[Stored data entries]
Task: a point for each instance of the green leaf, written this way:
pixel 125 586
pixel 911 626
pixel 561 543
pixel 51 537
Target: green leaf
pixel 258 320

**DIRECTIONS FOR THIS TASK:** None of the lines above may be skipped. Transcribe each one exactly.

**YOUR SOLUTION:**
Task: a point for each instance of the green leaf, written this way:
pixel 125 586
pixel 911 626
pixel 561 543
pixel 51 537
Target: green leaf
pixel 258 320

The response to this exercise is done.